#### [Problem statement]
Repeat all of the data precisely.

#### [Information given]
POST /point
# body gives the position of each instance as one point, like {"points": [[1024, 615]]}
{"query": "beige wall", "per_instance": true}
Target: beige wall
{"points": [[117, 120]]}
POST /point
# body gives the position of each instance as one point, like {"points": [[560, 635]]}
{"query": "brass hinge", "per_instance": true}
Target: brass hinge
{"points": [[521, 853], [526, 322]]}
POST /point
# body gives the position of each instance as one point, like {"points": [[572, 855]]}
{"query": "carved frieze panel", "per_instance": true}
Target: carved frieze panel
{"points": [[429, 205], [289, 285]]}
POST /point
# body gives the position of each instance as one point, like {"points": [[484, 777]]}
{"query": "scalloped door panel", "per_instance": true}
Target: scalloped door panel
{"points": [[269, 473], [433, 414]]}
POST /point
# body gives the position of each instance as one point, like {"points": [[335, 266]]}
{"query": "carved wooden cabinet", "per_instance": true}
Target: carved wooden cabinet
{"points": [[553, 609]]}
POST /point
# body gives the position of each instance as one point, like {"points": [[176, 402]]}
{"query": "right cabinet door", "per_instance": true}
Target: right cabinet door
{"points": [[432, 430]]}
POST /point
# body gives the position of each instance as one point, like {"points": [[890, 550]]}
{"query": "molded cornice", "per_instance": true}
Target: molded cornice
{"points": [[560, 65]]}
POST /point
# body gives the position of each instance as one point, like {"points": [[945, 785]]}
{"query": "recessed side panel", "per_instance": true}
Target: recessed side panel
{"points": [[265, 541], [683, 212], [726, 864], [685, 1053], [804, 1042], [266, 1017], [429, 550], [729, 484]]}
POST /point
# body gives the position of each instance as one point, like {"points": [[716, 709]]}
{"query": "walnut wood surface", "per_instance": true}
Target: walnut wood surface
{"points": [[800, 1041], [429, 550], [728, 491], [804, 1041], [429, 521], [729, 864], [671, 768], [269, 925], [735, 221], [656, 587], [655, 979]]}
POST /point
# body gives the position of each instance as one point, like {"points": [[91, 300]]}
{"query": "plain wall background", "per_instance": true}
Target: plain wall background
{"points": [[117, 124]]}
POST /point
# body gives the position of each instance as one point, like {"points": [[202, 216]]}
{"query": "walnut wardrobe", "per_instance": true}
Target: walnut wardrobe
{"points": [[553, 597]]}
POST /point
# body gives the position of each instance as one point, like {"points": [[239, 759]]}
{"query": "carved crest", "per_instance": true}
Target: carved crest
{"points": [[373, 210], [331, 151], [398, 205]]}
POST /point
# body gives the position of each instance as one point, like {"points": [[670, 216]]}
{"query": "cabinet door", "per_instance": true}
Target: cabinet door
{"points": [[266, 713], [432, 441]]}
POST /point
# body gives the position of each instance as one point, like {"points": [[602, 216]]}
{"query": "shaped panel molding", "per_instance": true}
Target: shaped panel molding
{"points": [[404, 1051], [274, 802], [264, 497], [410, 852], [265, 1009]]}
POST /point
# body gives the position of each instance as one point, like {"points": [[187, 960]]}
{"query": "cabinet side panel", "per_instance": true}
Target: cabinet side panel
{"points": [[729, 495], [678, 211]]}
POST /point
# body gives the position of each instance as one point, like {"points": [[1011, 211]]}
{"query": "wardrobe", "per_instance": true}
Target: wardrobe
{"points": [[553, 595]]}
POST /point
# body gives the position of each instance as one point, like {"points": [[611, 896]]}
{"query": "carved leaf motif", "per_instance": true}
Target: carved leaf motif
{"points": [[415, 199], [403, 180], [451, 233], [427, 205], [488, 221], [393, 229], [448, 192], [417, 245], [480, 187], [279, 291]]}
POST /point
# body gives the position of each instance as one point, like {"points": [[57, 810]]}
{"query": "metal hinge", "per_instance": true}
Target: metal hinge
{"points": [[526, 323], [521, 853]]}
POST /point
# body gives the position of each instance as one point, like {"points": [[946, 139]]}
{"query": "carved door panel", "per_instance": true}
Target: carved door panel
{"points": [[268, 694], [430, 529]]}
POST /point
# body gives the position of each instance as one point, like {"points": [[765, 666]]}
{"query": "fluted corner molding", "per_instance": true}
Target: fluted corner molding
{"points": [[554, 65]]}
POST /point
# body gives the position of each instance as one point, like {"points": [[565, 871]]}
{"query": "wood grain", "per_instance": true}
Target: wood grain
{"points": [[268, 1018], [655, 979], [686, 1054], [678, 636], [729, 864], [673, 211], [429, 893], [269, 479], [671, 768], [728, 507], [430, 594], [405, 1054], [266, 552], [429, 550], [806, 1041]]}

#### [Task result]
POST /point
# body gives the position of each instance as one point, like {"points": [[1024, 615]]}
{"query": "beige wall", "per_instance": true}
Target: beige wall
{"points": [[117, 120]]}
POST /point
# body gives the position of each instance as one point, like {"points": [[560, 635]]}
{"query": "brass hinge", "per_instance": true}
Target: brass hinge
{"points": [[521, 853], [526, 322]]}
POST /point
# body gives the position of each instance as one point, like {"points": [[572, 855]]}
{"query": "carved frieze panel", "per_instance": true}
Target: carved frieze panel
{"points": [[429, 205], [289, 285]]}
POST /point
# body gives the position of each instance as one point, like {"points": [[484, 777]]}
{"query": "scalloped door panel", "per_instance": true}
Target: scalloped door panel
{"points": [[269, 473], [433, 414]]}
POST /point
# body gives the position of each instance as one point, like {"points": [[335, 266]]}
{"query": "carved wooden cabinet", "per_instance": true}
Target: carved wooden cabinet
{"points": [[553, 609]]}
POST /point
# body gives the position of each instance as one point, like {"points": [[176, 402]]}
{"query": "right cabinet door", "per_instance": true}
Target: right cabinet door
{"points": [[432, 430]]}
POST /point
# body gives the position of each instance as one point, like {"points": [[890, 550]]}
{"query": "molded cornice", "per_instance": true}
Target: molded cornice
{"points": [[560, 65]]}
POST /point
# body gives the position of each instance as one point, like {"points": [[945, 785]]}
{"query": "recessed side panel", "per_instance": true}
Target: recessed side panel
{"points": [[265, 541], [683, 212], [726, 864], [685, 1053], [804, 1042], [266, 1017], [429, 550], [729, 484]]}
POST /point
# body gives the position of each instance as one point, like {"points": [[716, 709]]}
{"query": "walnut wood surface", "per_instance": true}
Target: walnut wood surface
{"points": [[800, 1041], [429, 550], [728, 491], [804, 1041], [429, 521], [729, 864], [671, 768], [269, 925], [735, 221], [656, 587], [655, 979]]}
POST /point
# body gives the position of each instance as one point, like {"points": [[91, 300]]}
{"query": "plain wall background", "per_instance": true}
Target: plain wall background
{"points": [[117, 124]]}
POST /point
# body gives the position of each instance as one point, like {"points": [[202, 216]]}
{"query": "walnut wardrobe", "per_instance": true}
Target: walnut wardrobe
{"points": [[553, 597]]}
POST /point
# body gives the position of each instance as one point, like {"points": [[239, 759]]}
{"query": "carved crest", "per_instance": true}
Target: carved crest
{"points": [[373, 210], [331, 151], [398, 205]]}
POST /point
# body gives the position of each instance as one point, like {"points": [[670, 216]]}
{"query": "cabinet door", "per_instance": true}
Target: cabinet door
{"points": [[266, 713], [432, 441]]}
POST /point
# body gives the position of each instance as one point, like {"points": [[602, 216]]}
{"query": "shaped panel molding", "per_instance": true}
Target: shaped panel molding
{"points": [[404, 1051], [274, 802], [264, 497], [410, 852], [265, 1009]]}
POST /point
# body gives the position of each instance as one point, like {"points": [[187, 960]]}
{"query": "cabinet side panel", "per_instance": true}
Target: cabinet side panel
{"points": [[729, 495], [678, 211]]}
POST /point
# body gives the position of each instance as one point, like {"points": [[1011, 211]]}
{"query": "wardrobe", "per_instance": true}
Target: wardrobe
{"points": [[553, 595]]}
POST /point
# body gives the position of each instance as one point, like {"points": [[611, 896]]}
{"query": "carved leaf motif", "per_instance": true}
Target: carved leaf motif
{"points": [[415, 199], [403, 180], [451, 233], [427, 205], [488, 221], [393, 229], [448, 192], [417, 245], [480, 187], [279, 291]]}
POST /point
# body gives the position of each instance as one point, like {"points": [[57, 810]]}
{"query": "metal hinge", "per_instance": true}
Target: metal hinge
{"points": [[526, 323], [521, 853]]}
POST /point
# body gives the position of each instance as one point, like {"points": [[946, 139]]}
{"query": "carved door panel", "per_instance": true}
Target: carved door panel
{"points": [[268, 694], [430, 529]]}
POST /point
# body gives the position of each instance as one point, like {"points": [[765, 666]]}
{"query": "fluted corner molding", "per_instance": true}
Target: fluted corner molding
{"points": [[554, 65]]}
POST /point
# body gives the position of each instance as one point, like {"points": [[565, 871]]}
{"query": "wood grain", "per_instance": true}
Target: wood grain
{"points": [[268, 1018], [655, 979], [686, 1054], [678, 636], [729, 864], [673, 211], [429, 893], [269, 479], [671, 768], [728, 507], [430, 594], [405, 1054], [266, 552], [429, 550], [806, 1041]]}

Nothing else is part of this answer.